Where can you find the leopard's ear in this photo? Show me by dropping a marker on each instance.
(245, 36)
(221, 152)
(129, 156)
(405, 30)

## The task
Set down the whole of the material again, exactly.

## Solution below
Where can you find the leopard's ear in this photo? Show me by dropping a marker on each instance.
(245, 36)
(221, 152)
(129, 156)
(405, 30)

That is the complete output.